Source text ->
'''
I’m working as a Zabbix employee for the last three years only, but I have a long experience with Zabbix as a monitoring tool – since version 1.6, which was released around 2008 if I remember correctly.
It was introduced as an innovative monitoring solution in the company where I was working as a network administrator, and in the next five years to be monitored by Zabbix become the requirement for every major software system.
I have worked with every Zabbix release since then and had an opportunity to grow my knowledge of Zabbix together with the product offering new features with every release.

What were the primary sources you learned Zabbix? What can you suggest for Zabbix newcomers to start?

I started just playing around with a web interface by adding new hosts and collecting required metrics.
It looked like a very simple software unless sometime after the release of Zabbix 2.0, I discovered that I was doing a lot of things completely wrong – without using LLD (low-level discovery) rules and templates properly, together with a lot of other problems in the design of my hosts.
In that stage, Zabbix was still a pretty small system, and it took maybe a week or two to redesign everything. Since then, Zabbix official documentation has become my primary source of knowledge on how to do things most efficiently. Attending Zabbix conferences also helped a lot. Today the situation is much easier – if you are a total newcomer, you can install our software just by downloading an appliance and then grow your knowledge by attending our weekly webinars, watching our Zabbix series on YouTube, or reading our blog posts. The more you will play around with Zabbix, the better expert you will become.
And of course – if you want to become a Zabbix professional in an extremely short time spending just a couple of weeks, you can attend our professional training courses and get the best knowledge from our Zabbix experts.

We all know that open source projects are driven thanks to the community resources. Do you use your peers’ suggestions, advice on how to better deal with Zabbix?
'''
Dataset rows
'''
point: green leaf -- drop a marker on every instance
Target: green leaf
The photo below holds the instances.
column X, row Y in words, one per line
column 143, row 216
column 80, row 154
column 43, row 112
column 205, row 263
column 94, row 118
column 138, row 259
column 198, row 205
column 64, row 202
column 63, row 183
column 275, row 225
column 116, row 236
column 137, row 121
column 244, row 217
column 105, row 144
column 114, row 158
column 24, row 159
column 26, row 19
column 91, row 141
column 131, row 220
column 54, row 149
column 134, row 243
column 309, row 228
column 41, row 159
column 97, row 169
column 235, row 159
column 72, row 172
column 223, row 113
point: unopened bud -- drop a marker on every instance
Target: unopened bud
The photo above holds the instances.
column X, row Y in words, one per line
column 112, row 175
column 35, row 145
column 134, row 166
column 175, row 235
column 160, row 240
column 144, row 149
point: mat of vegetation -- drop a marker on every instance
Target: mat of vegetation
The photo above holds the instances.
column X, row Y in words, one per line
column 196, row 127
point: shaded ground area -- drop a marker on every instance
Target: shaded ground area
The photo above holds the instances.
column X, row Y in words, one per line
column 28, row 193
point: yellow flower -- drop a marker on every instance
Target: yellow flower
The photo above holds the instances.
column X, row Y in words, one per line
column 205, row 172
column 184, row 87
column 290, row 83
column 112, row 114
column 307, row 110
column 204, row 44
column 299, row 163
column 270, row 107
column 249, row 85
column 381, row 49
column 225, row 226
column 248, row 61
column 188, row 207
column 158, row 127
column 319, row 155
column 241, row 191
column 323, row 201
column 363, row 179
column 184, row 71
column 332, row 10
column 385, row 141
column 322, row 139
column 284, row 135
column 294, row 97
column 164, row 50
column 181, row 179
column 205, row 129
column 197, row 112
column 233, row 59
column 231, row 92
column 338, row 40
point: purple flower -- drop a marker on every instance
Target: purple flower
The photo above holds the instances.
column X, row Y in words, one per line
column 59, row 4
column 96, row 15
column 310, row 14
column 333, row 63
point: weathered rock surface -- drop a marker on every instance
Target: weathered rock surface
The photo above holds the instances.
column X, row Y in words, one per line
'''
Task details -> Extract the passage of the Zabbix interview text, everything from "I’m working as" down to "major software system.". The entries play no part in this work.

Problem solution ->
I’m working as a Zabbix employee for the last three years only, but I have a long experience with Zabbix as a monitoring tool – since version 1.6, which was released around 2008 if I remember correctly.
It was introduced as an innovative monitoring solution in the company where I was working as a network administrator, and in the next five years to be monitored by Zabbix become the requirement for every major software system.